### Excerpts of pointing data
▶
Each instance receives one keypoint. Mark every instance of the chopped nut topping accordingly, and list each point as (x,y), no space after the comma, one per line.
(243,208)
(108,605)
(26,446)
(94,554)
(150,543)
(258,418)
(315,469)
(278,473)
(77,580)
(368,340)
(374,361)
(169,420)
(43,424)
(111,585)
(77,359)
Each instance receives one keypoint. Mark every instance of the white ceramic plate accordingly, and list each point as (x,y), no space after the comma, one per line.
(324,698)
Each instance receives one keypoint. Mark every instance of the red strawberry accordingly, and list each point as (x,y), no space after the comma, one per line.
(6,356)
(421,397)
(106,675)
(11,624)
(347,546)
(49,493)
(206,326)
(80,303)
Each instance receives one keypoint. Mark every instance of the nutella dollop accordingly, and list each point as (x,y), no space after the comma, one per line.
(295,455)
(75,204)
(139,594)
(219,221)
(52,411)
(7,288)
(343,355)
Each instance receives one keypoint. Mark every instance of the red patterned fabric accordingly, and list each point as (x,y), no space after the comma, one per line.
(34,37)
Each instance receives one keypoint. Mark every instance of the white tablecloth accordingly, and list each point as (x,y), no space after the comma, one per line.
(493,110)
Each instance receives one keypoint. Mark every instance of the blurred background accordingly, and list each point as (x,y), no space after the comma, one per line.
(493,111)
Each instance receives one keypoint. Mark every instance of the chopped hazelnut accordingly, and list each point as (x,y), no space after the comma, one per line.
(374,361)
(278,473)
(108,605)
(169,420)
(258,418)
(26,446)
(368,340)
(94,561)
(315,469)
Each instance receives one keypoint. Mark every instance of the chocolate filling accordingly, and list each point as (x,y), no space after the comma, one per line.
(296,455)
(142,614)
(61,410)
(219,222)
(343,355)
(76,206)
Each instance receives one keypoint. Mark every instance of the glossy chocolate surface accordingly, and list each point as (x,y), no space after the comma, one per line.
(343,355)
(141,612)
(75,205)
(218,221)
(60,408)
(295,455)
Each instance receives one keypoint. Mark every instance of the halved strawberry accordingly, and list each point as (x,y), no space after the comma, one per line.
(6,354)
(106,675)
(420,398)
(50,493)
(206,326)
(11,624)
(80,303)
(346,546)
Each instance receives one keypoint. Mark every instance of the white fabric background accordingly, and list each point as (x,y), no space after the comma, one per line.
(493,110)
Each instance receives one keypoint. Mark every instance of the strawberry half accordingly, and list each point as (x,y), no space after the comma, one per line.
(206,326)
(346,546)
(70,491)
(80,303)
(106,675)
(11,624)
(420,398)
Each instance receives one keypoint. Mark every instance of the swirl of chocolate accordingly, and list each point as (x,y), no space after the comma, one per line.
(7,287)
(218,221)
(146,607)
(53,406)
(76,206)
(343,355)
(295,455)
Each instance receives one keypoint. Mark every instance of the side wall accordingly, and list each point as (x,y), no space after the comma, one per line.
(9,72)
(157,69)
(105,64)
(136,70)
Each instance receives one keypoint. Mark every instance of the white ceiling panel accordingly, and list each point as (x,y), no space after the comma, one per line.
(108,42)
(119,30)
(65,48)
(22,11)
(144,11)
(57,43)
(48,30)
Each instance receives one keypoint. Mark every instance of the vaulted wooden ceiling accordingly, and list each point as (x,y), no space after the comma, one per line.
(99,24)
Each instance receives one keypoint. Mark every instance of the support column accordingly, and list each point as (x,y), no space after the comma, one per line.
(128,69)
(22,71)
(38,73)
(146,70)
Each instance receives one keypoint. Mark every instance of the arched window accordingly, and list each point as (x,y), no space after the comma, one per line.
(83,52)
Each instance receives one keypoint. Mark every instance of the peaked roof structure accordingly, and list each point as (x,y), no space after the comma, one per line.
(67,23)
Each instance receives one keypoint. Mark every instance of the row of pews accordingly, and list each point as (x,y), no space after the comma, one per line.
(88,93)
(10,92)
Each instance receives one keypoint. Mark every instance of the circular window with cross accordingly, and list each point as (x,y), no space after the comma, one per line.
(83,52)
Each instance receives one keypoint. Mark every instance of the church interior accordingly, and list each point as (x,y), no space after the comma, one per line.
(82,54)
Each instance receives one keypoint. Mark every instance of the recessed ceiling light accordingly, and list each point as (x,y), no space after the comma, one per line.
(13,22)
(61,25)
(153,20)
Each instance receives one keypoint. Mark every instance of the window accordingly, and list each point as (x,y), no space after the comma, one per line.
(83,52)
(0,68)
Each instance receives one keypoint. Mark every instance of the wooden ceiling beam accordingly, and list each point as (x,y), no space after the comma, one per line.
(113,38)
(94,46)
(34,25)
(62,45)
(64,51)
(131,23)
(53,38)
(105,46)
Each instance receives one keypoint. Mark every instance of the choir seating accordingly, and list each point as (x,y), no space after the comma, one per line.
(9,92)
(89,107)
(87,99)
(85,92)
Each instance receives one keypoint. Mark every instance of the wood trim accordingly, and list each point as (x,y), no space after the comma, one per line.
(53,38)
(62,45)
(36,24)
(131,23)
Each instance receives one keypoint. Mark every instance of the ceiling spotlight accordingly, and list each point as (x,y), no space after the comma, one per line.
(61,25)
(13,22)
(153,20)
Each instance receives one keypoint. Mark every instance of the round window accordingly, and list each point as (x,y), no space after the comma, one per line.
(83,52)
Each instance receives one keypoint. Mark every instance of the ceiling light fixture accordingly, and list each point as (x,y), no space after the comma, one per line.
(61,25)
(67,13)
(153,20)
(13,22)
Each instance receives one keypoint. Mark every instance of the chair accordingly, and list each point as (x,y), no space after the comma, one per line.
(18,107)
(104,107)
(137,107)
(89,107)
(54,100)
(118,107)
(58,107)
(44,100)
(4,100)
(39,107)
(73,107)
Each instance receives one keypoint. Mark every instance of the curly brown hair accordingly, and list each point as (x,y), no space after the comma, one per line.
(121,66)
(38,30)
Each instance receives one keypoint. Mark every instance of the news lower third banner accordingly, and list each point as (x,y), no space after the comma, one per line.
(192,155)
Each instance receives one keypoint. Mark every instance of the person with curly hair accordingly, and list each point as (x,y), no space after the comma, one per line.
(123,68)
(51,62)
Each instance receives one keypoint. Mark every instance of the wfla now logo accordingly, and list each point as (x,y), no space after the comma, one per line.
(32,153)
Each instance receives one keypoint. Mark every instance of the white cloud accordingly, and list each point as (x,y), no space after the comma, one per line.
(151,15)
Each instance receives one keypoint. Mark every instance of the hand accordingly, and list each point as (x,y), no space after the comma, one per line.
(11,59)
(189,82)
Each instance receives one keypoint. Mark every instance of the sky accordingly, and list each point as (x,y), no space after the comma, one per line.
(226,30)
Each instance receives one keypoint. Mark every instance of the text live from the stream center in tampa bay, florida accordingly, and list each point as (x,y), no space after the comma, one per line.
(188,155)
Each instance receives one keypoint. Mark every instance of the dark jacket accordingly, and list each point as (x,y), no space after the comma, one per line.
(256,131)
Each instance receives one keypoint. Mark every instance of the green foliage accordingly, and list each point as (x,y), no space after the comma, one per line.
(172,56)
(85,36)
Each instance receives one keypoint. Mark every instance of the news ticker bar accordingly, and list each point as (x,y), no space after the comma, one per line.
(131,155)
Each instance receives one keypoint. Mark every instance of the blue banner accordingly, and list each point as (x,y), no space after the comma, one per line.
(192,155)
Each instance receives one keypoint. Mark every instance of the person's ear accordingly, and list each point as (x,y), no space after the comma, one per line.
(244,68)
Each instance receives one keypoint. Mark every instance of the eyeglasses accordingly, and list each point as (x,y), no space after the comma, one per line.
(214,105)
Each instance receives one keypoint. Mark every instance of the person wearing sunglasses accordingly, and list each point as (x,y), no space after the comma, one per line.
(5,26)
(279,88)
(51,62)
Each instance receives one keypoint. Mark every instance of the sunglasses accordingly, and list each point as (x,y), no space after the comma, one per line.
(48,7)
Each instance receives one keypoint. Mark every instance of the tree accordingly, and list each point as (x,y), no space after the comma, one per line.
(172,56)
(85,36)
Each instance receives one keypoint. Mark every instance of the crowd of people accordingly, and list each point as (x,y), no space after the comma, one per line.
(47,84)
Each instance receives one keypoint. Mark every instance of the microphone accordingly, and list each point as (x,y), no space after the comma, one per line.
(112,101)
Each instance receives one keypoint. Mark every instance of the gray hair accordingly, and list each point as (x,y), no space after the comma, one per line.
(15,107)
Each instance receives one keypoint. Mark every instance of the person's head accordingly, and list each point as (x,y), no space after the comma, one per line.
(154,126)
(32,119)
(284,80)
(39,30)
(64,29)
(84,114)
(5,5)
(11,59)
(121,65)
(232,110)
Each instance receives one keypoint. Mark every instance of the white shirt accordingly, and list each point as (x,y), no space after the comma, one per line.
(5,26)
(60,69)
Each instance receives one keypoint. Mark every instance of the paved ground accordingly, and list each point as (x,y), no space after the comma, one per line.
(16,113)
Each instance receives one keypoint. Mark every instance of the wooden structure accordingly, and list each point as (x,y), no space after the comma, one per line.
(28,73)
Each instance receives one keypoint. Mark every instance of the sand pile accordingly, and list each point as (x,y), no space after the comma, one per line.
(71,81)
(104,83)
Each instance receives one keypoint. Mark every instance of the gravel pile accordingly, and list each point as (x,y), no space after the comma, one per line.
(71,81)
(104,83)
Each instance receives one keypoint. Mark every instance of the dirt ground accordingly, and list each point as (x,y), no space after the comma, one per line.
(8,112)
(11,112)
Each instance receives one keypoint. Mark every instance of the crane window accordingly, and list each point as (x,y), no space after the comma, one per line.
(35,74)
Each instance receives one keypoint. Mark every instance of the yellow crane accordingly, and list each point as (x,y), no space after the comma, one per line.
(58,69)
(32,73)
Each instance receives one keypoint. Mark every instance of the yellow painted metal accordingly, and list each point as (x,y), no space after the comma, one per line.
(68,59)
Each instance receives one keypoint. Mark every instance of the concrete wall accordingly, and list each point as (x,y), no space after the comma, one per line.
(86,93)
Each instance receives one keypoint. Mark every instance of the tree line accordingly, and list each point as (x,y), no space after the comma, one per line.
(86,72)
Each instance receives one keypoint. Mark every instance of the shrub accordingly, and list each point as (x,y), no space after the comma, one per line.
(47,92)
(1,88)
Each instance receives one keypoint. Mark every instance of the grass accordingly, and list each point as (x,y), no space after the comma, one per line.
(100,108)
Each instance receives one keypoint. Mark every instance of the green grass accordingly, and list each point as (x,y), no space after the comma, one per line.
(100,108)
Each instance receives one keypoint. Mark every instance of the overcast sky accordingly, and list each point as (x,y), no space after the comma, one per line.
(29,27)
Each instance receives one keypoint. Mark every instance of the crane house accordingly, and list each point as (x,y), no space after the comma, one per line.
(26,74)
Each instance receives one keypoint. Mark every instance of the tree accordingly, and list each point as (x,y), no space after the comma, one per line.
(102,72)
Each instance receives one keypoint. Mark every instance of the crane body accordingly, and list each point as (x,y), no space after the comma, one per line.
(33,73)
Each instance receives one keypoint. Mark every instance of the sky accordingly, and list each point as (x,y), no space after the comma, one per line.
◀
### Written instruction
Can you put each line of the records, from the line with "the crane body" through the end of the records, into a Markdown table with the columns Row and Record line, numbering the rows and leaving out blank lines?

### The response
| Row | Record line |
|---|---|
| 1 | Each instance receives one keypoint. Mark every instance of the crane body accordingly, and list each point as (x,y), no space after the comma, one per line. |
| 2 | (33,73) |
| 3 | Each instance receives one keypoint. Mark every instance of the sky accordingly, and list each point as (x,y), no space after the comma, one per line. |